WHAT YOU SHOULD DO: Find all lines with the word "this" in the material, then copy them.

RECORDS:

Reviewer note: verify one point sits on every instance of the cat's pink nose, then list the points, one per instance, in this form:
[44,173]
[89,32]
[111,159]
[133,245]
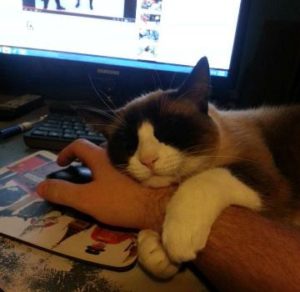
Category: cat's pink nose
[149,161]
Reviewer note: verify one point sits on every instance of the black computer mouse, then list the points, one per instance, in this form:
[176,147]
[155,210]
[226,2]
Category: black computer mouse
[74,173]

REPLY TO THE EXERCISE:
Reviewer note: verify one point sits on every instance of the cat's pink nose, then list the points, one per instance, in this form:
Reviewer note: verify one point sits on every instance of the black computer mouse, then list the points, one per instance, in this form:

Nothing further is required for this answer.